> **TASK REQUIREMENTS**: Pick out every line of the material below that contains the word "stone" and copy each one. Case counts, so only lines with that same capitalization qualify.

> **GIVEN DATA**:
_ _ _ _ _ _ _
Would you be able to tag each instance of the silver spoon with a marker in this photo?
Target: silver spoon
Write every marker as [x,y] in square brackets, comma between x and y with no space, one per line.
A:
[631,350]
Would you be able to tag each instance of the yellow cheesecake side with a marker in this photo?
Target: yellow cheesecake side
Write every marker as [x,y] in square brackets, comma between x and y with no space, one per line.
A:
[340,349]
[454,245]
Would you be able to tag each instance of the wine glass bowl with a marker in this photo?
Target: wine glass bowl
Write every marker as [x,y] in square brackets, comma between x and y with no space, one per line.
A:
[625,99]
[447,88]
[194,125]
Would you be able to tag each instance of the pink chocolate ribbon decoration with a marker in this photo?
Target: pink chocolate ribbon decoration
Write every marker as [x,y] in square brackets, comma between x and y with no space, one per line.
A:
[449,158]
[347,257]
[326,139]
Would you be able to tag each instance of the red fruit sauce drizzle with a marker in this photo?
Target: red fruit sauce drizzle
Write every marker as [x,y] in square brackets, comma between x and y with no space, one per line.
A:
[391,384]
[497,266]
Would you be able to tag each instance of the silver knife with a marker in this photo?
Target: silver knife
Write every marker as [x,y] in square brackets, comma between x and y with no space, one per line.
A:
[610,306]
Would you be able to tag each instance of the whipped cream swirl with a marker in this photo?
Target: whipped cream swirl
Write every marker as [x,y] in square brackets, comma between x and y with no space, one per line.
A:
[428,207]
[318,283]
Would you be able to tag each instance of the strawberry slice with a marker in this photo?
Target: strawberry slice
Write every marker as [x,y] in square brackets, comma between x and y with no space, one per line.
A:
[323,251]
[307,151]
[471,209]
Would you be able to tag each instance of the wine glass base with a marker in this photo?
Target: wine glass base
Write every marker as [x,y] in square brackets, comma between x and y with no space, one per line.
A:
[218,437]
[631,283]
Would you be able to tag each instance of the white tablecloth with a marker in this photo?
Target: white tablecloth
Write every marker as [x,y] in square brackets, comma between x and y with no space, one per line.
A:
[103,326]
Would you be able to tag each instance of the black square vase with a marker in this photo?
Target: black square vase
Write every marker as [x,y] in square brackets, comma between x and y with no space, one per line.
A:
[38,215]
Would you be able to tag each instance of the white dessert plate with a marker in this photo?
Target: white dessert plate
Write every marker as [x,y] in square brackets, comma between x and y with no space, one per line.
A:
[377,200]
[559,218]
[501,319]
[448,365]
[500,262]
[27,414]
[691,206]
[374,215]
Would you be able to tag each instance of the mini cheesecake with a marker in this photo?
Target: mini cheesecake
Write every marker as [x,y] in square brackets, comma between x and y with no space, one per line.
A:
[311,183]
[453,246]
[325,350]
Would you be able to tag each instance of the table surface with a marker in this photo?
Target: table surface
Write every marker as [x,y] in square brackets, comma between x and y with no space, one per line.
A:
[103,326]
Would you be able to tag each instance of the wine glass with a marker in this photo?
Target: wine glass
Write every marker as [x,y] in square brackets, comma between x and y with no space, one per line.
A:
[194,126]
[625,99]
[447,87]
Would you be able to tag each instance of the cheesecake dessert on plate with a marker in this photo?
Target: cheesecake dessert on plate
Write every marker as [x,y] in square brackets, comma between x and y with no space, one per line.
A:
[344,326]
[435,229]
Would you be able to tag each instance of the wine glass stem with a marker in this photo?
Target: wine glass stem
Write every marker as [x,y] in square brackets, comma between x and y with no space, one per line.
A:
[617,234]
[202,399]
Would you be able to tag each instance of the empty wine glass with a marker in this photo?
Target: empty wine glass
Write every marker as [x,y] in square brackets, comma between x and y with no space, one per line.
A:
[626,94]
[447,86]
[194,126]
_ _ _ _ _ _ _
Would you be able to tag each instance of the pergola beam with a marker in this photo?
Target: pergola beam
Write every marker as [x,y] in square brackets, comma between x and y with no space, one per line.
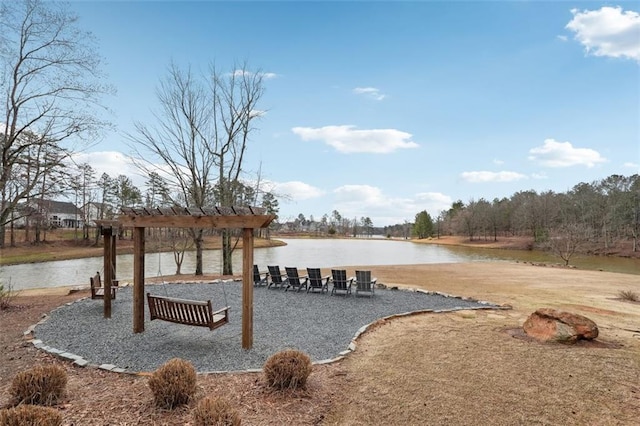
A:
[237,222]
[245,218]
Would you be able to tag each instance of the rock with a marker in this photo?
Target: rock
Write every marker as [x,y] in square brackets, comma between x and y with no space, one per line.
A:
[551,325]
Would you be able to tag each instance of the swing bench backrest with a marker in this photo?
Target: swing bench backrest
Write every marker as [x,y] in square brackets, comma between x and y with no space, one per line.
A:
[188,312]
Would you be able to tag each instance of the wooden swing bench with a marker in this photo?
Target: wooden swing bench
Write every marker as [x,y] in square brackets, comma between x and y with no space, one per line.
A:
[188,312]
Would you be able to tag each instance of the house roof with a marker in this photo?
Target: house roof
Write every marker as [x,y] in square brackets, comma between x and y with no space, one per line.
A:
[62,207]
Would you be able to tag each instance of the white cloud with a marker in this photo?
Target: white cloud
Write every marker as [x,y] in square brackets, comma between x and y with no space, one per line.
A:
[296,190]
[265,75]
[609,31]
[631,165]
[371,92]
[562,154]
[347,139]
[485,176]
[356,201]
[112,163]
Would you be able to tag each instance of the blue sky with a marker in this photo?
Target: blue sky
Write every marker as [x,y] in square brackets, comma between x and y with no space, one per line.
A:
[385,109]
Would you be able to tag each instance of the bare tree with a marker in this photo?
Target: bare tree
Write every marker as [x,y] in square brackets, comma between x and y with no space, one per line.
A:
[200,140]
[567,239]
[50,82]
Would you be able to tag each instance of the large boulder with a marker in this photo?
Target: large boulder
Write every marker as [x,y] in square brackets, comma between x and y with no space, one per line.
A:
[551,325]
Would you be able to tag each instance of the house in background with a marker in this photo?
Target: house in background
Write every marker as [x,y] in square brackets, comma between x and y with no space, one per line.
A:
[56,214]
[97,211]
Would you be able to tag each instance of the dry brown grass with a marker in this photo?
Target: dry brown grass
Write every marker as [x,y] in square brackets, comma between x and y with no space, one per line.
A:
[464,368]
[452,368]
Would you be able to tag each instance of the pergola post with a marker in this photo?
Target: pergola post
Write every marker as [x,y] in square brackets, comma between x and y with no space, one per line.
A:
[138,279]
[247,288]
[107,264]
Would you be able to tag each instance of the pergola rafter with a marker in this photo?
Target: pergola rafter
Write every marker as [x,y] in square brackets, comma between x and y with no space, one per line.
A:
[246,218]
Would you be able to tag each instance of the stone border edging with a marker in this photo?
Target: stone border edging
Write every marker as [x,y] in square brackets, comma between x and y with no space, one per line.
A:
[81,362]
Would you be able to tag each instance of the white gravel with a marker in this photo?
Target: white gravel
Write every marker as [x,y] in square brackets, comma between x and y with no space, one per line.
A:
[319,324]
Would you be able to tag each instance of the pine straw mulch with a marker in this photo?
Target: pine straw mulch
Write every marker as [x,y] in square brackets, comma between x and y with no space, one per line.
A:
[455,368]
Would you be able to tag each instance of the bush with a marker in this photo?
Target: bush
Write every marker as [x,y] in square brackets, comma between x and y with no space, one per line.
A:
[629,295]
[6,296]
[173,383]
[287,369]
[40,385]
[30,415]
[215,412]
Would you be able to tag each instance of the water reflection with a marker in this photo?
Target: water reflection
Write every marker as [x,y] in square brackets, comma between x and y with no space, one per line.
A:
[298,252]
_ _ _ _ _ _ _
> **TASK ANSWER**:
Would you be able to tag each instance of the stone border edging with a marker in this photo?
Target: stone border edging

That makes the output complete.